→ Document text:
•••

Iran-EU bid for deal before IAEA meet fails

04 Mar, 2006

Iran and top EU powers failed on Friday to resolve a stand-off over its nuclear work before a UN atomic watchdog meeting next week that may lead to Security Council action over fears Tehran secretly seeks nuclear bombs.
After two-hour talks in Vienna at Iran's request, foreign ministers or top diplomats from Germany, France and Britain, as well as EU foreign policy chief Javier Solana, said Tehran had no new ideas on how to allay concerns about its intentions.
They repeated to Iran that it must shelve enrichment-related work to regain trust and spawn fresh negotiations on trade incentives, which could include Russia's offer to purify uranium for Iran to prevent possible siphoning into bomb production.
The EU leaders said Iran's chief nuclear negotiator Ali Larijani gave no sign it would back off from its quest for sensitive nuclear technology that it says is meant only to generate electricity, not build bombs as the West suspects.
Iran had no immediate comment. No more talks were scheduled.
The International Atomic Energy Agency's 35-nation board of governors convenes on Monday to weigh a report by the IAEA chief saying essentially Iran has ignored a February 4 board resolution urging it to shelve uranium-enrichment work to ease the crisis.
"We wanted to see if Iran was in a position to give a positive answer to the coming IAEA board. Our terms are simple and legitimate and would not jeopardise Iran's development. Unfortunately we were not able to reach agreement," French Foreign Minister Philippe Douste-Blazy said after the talks.
German Foreign Minister Frank-Walter Steinmeier said the EU3, which froze talks with Iran in January after it broke a 2 1/2-year moratorium on nuclear work, granted its request for a short-notice meeting hoping to hear a new proposal, but in vain.
"Today's meeting came at a very critical point in time. Time is running short. If we want success (by negotiations), we have to get it now," Steinmeier said in a statement.
"The IAEA board deliberations on Iran's nuclear programme will happen next week and they will be of great significance - either we'll achieve a deal enabling renewed negotiations or the matter will be referred to the Security Council."
IAEA chief Mohamed ElBaradei met Larijani later on Friday but said afterwards no deal emerged on demands Iran suspend enrichment again and cooperate fully with agency investigations.

•••

→ Source material:

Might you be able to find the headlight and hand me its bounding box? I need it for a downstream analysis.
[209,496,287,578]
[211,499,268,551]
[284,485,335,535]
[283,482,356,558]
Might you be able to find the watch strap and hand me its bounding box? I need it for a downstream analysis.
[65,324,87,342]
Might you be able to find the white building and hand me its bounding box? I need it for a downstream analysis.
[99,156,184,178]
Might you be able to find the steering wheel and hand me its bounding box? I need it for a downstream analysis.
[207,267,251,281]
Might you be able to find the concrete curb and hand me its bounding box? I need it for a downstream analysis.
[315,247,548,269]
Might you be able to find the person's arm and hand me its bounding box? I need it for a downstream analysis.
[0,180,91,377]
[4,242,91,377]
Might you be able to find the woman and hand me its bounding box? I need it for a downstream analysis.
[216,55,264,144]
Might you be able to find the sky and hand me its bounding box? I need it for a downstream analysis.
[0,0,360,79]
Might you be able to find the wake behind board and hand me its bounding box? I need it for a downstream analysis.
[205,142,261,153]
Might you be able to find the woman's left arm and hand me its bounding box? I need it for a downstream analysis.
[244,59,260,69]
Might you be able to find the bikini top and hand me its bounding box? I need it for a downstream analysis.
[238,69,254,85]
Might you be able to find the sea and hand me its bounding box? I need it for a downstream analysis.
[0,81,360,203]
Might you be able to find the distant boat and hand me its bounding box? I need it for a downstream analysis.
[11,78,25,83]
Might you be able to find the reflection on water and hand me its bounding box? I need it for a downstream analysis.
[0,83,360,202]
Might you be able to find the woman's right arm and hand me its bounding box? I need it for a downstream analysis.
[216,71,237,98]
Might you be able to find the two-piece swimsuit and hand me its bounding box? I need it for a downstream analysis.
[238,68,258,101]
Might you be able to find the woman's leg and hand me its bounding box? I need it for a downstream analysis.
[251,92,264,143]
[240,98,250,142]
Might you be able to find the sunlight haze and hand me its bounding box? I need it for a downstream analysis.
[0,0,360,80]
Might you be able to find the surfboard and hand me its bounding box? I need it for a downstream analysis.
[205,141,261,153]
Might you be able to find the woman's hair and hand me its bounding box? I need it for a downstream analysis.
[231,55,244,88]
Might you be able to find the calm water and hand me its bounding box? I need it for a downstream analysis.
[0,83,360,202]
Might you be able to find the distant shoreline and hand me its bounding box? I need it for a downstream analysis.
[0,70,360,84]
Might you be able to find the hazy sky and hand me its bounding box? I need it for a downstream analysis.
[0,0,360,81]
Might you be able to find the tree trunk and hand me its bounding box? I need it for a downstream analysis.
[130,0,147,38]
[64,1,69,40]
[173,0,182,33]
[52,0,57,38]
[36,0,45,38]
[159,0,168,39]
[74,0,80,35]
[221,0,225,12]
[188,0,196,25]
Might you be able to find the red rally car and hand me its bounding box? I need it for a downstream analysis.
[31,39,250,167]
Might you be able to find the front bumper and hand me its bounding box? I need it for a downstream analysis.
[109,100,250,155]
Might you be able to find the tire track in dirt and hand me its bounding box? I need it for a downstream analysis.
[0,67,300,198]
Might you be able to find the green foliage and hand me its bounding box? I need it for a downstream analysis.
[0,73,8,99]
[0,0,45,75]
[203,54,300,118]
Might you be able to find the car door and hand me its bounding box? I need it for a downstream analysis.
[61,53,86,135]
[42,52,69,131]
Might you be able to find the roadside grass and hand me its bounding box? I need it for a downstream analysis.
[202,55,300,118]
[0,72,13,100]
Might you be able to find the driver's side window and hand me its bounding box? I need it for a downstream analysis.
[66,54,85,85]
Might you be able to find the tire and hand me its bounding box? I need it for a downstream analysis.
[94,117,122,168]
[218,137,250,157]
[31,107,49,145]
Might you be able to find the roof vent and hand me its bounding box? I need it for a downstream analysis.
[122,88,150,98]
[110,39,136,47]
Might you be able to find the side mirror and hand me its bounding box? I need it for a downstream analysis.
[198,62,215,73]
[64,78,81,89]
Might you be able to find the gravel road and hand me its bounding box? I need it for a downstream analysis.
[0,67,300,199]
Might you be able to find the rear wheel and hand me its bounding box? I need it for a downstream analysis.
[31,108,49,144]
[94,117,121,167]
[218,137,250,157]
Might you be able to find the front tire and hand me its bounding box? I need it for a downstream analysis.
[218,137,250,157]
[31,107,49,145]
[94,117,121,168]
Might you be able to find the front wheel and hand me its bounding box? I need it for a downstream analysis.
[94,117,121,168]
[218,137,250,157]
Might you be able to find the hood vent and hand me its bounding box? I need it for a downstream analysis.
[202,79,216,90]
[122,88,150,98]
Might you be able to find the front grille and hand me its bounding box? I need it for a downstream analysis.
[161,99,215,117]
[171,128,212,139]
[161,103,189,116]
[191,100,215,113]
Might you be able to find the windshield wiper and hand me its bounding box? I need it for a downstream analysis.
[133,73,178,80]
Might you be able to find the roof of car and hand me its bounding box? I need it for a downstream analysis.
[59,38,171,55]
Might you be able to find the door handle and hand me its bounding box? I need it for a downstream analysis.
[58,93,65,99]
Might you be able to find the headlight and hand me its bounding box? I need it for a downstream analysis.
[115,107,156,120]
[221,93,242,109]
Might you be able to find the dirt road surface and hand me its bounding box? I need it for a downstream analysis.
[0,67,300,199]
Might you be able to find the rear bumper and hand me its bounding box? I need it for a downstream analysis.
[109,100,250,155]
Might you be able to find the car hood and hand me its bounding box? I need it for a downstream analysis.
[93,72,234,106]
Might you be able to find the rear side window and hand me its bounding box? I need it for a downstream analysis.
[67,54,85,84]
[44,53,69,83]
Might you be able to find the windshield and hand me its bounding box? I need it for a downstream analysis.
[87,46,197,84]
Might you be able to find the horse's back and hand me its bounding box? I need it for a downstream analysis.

•••

→ What you have to do:
Answer these from the report on the Iran-EU nuclear talks:
(a) In which city were the two-hour talks held?
(b) How many nations make up the IAEA board of governors?
(c) Whom did Mohamed ElBaradei meet later on Friday?

→ Solved exercise:
(a) Vienna
(b) 35
(c) Ali Larijani, Iran's chief nuclear negotiator